What the task requires: Count the lines in the items below that contain the string "glass", and reply with only that number.

Supplied material:
★ ★ ★

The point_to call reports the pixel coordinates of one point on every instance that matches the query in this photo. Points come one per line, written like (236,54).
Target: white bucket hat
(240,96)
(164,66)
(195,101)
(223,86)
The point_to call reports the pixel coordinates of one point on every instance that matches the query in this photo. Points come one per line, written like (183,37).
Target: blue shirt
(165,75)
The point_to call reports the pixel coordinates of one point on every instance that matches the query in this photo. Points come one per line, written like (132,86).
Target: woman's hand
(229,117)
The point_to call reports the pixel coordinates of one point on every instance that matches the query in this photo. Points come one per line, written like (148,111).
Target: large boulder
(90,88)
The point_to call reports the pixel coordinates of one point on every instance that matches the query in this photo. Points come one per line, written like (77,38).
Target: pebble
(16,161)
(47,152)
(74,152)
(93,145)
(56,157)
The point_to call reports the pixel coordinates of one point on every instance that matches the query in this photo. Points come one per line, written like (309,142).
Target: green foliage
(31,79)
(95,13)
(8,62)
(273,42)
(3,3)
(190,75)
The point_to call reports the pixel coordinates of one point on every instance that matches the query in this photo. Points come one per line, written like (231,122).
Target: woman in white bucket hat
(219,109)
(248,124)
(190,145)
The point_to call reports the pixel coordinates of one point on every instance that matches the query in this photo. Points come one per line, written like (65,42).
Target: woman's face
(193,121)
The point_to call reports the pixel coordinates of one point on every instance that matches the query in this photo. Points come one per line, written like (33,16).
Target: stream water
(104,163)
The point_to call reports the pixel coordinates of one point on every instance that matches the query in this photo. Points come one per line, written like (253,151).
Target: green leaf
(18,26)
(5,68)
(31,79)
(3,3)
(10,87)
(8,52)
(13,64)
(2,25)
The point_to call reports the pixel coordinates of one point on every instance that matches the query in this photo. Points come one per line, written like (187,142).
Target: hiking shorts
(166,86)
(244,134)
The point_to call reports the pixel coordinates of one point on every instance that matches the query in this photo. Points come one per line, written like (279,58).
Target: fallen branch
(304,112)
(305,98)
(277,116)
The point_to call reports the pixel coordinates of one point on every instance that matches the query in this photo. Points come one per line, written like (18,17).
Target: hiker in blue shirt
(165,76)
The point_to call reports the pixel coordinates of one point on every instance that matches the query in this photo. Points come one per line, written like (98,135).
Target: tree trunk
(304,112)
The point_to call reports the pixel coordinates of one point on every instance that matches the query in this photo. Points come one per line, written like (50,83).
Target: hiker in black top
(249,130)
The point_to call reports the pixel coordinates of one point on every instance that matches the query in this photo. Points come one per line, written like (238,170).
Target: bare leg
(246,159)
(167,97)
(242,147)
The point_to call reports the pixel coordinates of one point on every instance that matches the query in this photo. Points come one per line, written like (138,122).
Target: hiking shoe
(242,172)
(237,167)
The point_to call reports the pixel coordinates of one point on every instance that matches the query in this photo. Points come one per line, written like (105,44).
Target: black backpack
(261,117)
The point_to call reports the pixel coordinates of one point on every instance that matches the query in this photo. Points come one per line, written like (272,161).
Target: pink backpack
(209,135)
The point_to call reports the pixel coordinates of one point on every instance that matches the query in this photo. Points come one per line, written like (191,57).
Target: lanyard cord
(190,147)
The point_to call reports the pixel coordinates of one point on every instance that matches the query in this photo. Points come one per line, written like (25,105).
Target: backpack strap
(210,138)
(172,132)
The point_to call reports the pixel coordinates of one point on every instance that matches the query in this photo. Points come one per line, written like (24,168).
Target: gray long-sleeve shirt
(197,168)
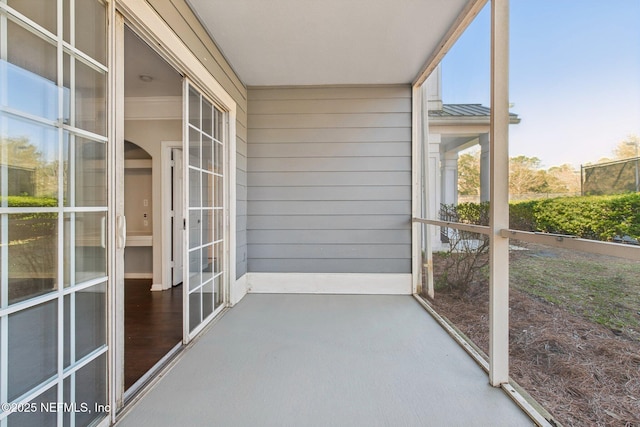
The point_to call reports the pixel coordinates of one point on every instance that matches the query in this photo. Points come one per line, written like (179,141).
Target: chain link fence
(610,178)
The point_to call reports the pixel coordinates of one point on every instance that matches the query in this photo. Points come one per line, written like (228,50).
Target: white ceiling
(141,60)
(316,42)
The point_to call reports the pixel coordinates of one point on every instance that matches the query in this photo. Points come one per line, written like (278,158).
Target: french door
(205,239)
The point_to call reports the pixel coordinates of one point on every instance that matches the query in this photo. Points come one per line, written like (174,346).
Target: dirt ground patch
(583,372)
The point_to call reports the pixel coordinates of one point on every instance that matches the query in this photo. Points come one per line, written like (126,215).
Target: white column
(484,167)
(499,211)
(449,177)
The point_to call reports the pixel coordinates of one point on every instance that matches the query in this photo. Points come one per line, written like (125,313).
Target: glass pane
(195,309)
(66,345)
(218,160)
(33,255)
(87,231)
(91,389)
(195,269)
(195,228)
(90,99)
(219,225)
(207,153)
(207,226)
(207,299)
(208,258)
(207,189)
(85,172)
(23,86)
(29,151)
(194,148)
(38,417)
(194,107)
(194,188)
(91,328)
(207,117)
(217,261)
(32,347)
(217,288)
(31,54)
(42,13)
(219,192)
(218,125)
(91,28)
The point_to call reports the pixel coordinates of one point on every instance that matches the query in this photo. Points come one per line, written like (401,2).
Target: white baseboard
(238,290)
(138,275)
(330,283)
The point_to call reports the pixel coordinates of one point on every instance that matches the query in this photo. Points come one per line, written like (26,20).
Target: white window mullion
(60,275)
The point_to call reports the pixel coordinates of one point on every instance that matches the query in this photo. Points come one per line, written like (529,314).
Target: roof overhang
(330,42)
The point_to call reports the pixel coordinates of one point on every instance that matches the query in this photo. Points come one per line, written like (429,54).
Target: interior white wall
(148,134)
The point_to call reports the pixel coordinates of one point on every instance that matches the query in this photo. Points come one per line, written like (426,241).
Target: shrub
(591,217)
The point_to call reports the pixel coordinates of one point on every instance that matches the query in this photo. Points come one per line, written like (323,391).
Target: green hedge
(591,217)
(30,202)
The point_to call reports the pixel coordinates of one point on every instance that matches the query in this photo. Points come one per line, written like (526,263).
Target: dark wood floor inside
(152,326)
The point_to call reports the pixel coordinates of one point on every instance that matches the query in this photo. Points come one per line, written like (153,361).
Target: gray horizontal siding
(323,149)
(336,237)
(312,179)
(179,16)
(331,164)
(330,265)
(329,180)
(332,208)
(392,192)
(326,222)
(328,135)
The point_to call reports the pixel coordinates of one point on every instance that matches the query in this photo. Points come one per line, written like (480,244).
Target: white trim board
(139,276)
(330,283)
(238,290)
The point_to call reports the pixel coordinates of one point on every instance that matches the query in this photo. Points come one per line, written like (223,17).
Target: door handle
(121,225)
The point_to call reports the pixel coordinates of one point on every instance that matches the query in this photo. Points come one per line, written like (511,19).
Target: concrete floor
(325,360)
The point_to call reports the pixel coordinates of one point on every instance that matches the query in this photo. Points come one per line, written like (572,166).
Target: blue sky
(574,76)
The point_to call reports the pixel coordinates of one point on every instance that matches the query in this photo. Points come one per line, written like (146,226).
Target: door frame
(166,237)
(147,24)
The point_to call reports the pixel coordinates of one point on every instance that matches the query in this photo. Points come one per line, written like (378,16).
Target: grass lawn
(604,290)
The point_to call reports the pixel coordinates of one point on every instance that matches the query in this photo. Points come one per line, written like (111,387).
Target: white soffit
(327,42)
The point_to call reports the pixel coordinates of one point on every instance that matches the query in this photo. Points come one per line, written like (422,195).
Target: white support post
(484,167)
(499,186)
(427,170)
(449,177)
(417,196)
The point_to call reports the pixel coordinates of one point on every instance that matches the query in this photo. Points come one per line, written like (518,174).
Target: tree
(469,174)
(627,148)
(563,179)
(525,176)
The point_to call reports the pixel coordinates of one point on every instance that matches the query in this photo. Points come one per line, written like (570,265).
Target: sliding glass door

★ ★ ★

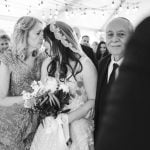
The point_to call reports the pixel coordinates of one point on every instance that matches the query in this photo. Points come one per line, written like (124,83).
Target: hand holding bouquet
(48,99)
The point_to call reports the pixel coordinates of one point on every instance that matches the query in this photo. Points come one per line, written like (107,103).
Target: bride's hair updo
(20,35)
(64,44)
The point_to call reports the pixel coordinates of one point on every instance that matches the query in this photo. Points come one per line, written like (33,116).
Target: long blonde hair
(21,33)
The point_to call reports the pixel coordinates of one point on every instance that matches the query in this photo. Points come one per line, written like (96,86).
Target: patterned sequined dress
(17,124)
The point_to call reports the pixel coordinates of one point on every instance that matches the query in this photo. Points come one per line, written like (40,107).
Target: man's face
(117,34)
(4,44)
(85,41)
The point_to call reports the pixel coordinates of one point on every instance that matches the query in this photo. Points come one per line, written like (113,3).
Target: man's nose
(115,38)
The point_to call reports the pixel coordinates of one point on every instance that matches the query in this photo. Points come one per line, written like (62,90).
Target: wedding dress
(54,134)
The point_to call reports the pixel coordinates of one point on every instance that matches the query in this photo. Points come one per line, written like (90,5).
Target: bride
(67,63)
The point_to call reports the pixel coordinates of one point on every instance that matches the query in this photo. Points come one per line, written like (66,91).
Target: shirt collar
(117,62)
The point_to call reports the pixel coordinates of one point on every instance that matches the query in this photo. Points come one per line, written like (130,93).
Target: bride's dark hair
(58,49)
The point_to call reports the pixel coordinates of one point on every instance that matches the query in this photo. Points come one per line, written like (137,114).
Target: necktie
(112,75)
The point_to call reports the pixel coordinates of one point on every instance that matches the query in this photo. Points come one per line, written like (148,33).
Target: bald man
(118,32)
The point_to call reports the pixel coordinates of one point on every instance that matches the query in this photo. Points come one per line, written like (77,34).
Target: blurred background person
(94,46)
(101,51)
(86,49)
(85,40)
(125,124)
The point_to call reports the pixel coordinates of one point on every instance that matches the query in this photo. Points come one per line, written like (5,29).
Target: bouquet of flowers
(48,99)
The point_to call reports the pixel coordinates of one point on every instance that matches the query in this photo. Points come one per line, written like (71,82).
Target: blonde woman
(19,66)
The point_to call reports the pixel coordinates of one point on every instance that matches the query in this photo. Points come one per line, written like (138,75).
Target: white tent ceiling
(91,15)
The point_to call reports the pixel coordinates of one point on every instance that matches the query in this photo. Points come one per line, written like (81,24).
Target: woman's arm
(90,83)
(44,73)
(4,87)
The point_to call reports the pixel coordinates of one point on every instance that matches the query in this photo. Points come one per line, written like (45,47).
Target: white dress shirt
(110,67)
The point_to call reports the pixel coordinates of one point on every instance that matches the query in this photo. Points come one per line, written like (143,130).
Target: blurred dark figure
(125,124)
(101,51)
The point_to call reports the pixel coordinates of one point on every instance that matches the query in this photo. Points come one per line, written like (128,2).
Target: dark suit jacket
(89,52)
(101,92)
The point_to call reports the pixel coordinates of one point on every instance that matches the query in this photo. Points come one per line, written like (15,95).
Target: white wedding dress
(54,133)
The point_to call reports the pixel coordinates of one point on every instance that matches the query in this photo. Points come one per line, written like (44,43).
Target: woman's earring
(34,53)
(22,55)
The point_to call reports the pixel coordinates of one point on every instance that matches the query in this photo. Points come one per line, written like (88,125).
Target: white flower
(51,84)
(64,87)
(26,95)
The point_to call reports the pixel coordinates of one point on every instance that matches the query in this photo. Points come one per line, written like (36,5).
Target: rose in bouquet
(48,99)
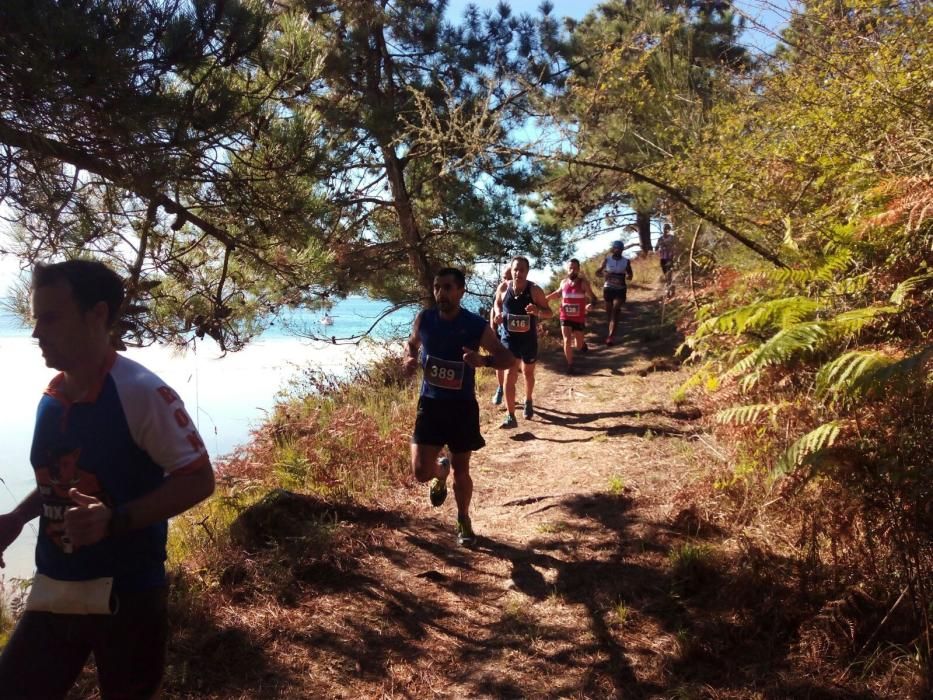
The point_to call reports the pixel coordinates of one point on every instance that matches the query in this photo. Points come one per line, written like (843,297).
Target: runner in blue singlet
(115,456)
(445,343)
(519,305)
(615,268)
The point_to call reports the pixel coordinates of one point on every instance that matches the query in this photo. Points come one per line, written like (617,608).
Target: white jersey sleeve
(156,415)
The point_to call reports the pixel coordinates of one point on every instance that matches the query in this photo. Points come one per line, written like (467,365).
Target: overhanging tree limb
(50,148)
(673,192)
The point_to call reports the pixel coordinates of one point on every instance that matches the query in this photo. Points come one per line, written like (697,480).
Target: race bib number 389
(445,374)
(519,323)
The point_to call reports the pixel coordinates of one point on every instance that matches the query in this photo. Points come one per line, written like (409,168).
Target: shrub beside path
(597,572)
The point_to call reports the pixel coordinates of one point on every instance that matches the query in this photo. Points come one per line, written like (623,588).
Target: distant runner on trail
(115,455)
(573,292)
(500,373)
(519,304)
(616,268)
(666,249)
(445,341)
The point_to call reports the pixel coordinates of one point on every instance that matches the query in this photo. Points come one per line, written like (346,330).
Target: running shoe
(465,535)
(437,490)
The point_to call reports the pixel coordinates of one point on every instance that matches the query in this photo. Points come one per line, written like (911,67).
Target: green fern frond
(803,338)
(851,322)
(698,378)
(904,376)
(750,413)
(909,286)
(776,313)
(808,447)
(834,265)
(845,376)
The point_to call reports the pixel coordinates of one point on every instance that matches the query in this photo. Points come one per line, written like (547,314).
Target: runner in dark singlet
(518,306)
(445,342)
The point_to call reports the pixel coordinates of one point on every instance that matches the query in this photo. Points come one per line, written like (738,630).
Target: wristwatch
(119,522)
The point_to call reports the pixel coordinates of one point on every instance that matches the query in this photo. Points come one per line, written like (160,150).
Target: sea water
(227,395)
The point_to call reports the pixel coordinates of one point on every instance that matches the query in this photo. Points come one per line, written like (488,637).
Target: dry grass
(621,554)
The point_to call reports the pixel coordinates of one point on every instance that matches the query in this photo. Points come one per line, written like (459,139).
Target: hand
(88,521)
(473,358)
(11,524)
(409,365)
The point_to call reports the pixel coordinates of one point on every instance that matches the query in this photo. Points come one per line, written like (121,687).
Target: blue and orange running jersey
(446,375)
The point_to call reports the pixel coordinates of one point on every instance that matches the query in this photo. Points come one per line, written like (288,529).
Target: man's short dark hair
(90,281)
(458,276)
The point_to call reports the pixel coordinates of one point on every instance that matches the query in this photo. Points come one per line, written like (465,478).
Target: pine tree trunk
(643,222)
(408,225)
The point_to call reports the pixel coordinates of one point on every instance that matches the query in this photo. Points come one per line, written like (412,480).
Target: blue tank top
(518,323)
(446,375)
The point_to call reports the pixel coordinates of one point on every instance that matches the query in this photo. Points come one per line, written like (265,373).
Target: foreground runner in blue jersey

★ ★ ★

Exercise response: 2